Input material:
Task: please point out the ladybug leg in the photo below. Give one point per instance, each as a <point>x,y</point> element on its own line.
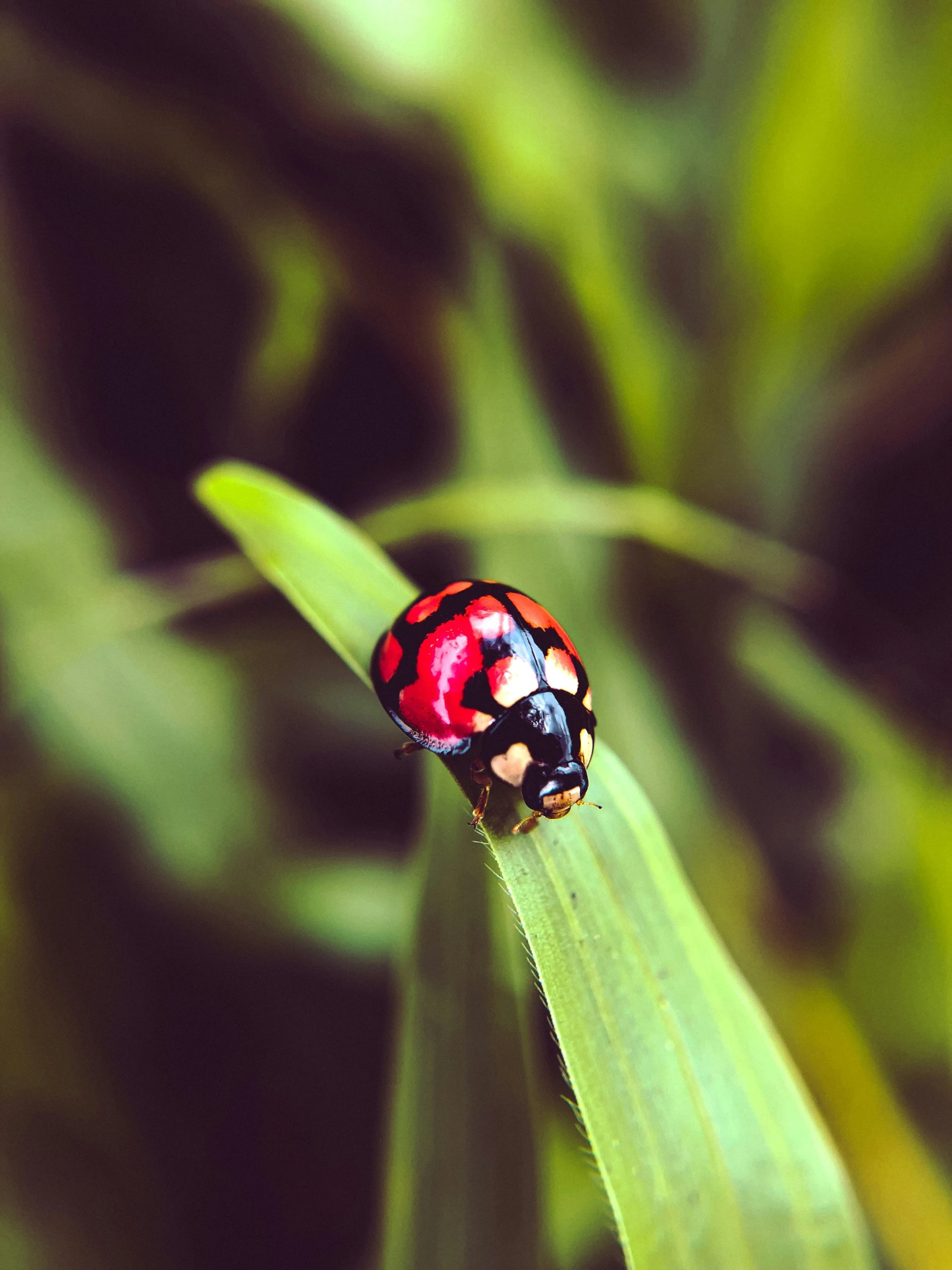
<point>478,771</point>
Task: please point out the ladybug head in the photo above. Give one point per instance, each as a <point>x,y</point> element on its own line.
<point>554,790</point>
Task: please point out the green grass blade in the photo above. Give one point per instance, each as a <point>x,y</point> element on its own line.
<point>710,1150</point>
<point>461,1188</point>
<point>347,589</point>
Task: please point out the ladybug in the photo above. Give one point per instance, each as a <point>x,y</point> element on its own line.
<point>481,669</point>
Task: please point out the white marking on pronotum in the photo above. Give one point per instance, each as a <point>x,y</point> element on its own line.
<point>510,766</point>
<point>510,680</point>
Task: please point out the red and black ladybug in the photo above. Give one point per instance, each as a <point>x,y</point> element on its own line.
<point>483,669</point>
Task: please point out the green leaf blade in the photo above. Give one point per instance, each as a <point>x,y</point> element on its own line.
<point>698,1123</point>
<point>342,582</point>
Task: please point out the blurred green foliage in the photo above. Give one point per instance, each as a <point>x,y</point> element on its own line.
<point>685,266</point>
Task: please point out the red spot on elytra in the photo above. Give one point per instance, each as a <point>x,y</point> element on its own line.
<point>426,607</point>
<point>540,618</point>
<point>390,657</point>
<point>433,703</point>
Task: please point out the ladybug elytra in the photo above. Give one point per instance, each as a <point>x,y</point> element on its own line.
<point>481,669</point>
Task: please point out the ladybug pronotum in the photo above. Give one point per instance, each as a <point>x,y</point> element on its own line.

The exercise: Render every line of the entries above as a Markdown table with the columns n and Line, numbering each row and leaving out blank lines. Omit the pictures.

Completed exercise:
| n | Line |
|---|---|
| 1 | Task: please point out the ladybug leg in the photo below. Give one point per instance, each as a <point>x,y</point> element on its own line. |
| 2 | <point>478,771</point> |
| 3 | Task: please point out the ladybug head in the photo above. Give one point per instance, each as a <point>x,y</point> element on its own line. |
| 4 | <point>554,790</point> |
| 5 | Task: please point out the green grass blade in the photo above. Give one point per instance, each as a <point>x,y</point> element on its own line. |
| 6 | <point>710,1150</point> |
| 7 | <point>461,1188</point> |
| 8 | <point>347,589</point> |
| 9 | Task: please point out the ladybug in the photo above. Give one point per instance, each as a <point>x,y</point> element on its own line. |
| 10 | <point>481,669</point> |
| 11 | Task: please point out the white marking on pronotum in the photo above. Give one point per instance, each as a <point>x,y</point> element on its own line. |
| 12 | <point>510,766</point> |
| 13 | <point>510,680</point> |
| 14 | Task: please point out the red and black ladybug in the photo above. Give one point per instance, each as a <point>x,y</point> element on its own line. |
| 15 | <point>483,669</point> |
| 16 | Task: please point out the green leaf blade in the photo above. Give one point per instance, each as a <point>x,y</point> element on its own line. |
| 17 | <point>698,1123</point> |
| 18 | <point>342,582</point> |
| 19 | Task: please point out the blurred green foliage in the photo above. Give one point per instance, each as a <point>x,y</point> element on its own line. |
| 20 | <point>685,266</point> |
| 21 | Task: please point out the red spot on elytra in the photo above. Give one point per instance, each as a <point>x,y</point> element on its own line. |
| 22 | <point>426,607</point> |
| 23 | <point>540,618</point> |
| 24 | <point>390,657</point> |
| 25 | <point>433,703</point> |
| 26 | Task: please point out the ladybug elytra in the photo above. Give one point per instance, each as a <point>x,y</point> element on its own line. |
| 27 | <point>481,669</point> |
| 28 | Task: please point out the ladybug pronotum in the photo above. Give one point per instance, each as a <point>x,y</point> element on its own line. |